_TASK_. Return the stretch of the road trip blog post from "I couldn’t help" through "screening at Sundance.", copied word for word.

Blythe Phoenix

•March 22, 2019 • Leave a Comment

“There’s a safety pin in the visor, you know, if you need it.” The Curmudgeonly Lion pulled down the driver’s side sun visor to show me the safety pin stuck through the felt.

“If this were a movie, we would definitely need that in the third act.” I told him.

I couldn’t help but feel like we were launching into thestart of some Indy film: A married couple struggling to cope with the uncertainties of adulthood head out on a roadtrip to discover themselves. Now screening at Sundance.

We drove out of the city on the threshold of a storm: tall black clouds filled the sky behind us, and occasionally veils of rain would brush across our windshield. The route should have been straight: get on route 10 and head East- but somehow at every turn we seemed to get more and more off track.

Eventually, we got on the highway and headed across the desert, through wind farms and Palm Springs and past the Coachella Valley. We stopped at a farm stand for beef jerky and Good and Evil pickles (noir sure what these are yet- haven’t tried them). Signs pointed the way to “Blythe Phoenix”, which I’m pretty sure I’m going to use as a name for a character in my book, once I get back. The desert was blooming with purple and yellow flowers as far as the eye could see.

We crossed into Arizona as the sun dropped towards the horizon. Immediately the landscape filled with saguaro cacti as if they were forbidden in the state of California. In some places they marched up the sides of hills like evangelists leading followers to the promised land. The sun set casting everything into a lavender twilight.

We made it to Phoenix with maybe three miles to spare on our one tank of gas. We filled up the car at a Costco. We filled up ourselves at a Taco Bell. The car got the better meal. Then we drove to our motel where the room cost a hundred dollars but the toilet had no lid and the heater blew only cold air and the front office had no extra blankets or pillows, but offered us a set of pool towels and a pillowcase for us to improvise with. Top notch. I told myself to just pretend we were on the run from the mob and had to lie low on our way to our new lives in WitSec. Somehow that helped.

Today we went to a Cubs spring training game which was all the fun of a regular baseball game and all the casual comfort of a community game: we didn’t have to sit in the nosebleed section behind a pillar for a change and there wasn’t an ongoing commentary from an announcer narrating every play for the television audience. A good time was had by all.


Cauliflower Crumbles

•March 20, 2019 • Leave a Comment

“Does something smell musty to you?” The Curmudgeonly Lion asked as he drove me to the bus stop, his nose halfway wrinkled in uncertainty.

“It’s the cauliflower.” I said. I’d bought a “Burrito Bowl” at the dollar store that used cauliflower crumbles instead of meat figuring it would be worth a try. Gluten free! Steams in the bowl! I’d planned to bring it for a lunch meal one day, but the Curmudgeonly Lion had been cooking such enthusiastic portions of late that it was all I could do to keep up with the mounting hoard of leftovers. The burrito bowl had been left to molder in the crisper drawer for more than two weeks. Emphasis on molder. Every time I opened the refrigerator door I would catch a blast of fart-smell in the face.

_EXCERPTED DATA_.
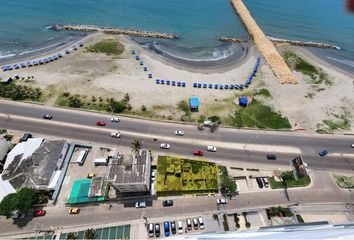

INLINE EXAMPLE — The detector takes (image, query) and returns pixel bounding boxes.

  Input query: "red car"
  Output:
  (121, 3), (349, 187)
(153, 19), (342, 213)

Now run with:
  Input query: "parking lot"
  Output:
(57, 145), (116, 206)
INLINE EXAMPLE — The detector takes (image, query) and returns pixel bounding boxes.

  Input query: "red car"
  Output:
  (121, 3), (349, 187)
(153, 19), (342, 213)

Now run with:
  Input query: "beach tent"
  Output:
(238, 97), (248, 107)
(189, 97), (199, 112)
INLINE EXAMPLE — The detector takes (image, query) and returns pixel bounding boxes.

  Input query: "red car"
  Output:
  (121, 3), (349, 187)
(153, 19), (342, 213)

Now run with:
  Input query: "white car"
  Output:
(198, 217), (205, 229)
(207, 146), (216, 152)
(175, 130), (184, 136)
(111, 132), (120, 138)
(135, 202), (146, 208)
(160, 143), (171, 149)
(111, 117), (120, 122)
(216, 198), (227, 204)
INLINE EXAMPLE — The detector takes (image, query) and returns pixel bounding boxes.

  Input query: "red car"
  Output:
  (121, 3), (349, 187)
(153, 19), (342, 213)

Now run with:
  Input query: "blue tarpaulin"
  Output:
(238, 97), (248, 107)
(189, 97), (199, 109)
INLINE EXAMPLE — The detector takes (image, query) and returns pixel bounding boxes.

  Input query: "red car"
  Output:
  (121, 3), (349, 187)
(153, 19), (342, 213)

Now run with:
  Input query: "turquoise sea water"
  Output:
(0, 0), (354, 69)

==

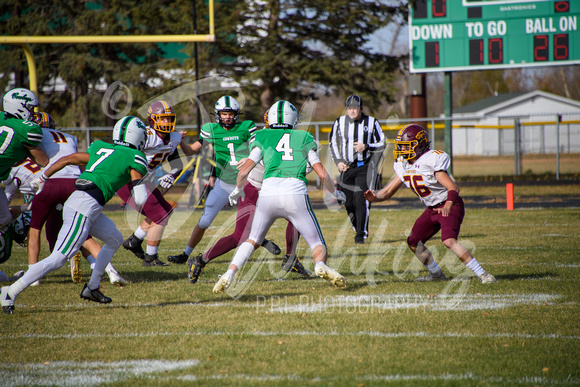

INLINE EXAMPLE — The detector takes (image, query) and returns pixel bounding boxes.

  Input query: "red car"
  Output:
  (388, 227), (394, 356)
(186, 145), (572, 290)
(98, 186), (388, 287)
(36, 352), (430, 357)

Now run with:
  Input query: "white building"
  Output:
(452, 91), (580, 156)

==

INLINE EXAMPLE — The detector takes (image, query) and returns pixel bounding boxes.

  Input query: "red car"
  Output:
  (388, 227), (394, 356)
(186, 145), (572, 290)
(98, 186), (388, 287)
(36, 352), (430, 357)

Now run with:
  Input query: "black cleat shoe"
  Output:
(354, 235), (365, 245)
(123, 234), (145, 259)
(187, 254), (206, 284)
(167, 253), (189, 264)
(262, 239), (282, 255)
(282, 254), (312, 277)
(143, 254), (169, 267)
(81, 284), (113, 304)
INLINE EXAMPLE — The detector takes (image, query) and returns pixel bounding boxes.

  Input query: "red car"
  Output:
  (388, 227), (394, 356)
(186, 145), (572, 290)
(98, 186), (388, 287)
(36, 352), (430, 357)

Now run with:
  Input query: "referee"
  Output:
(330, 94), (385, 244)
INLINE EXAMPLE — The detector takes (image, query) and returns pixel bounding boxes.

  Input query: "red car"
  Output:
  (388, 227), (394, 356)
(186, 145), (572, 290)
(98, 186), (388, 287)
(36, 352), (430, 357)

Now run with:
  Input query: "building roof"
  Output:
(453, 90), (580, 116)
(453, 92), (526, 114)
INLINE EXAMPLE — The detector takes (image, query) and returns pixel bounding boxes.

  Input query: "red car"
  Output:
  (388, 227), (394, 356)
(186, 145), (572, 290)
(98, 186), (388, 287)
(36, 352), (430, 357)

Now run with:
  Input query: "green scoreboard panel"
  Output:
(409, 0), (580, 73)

_TASK OUTPUT_.
I couldn’t help but feel like we were launching into thestart of some Indy film: A married couple struggling to cope with the uncertainties of adulthood head out on a roadtrip to discover themselves. Now screening at Sundance.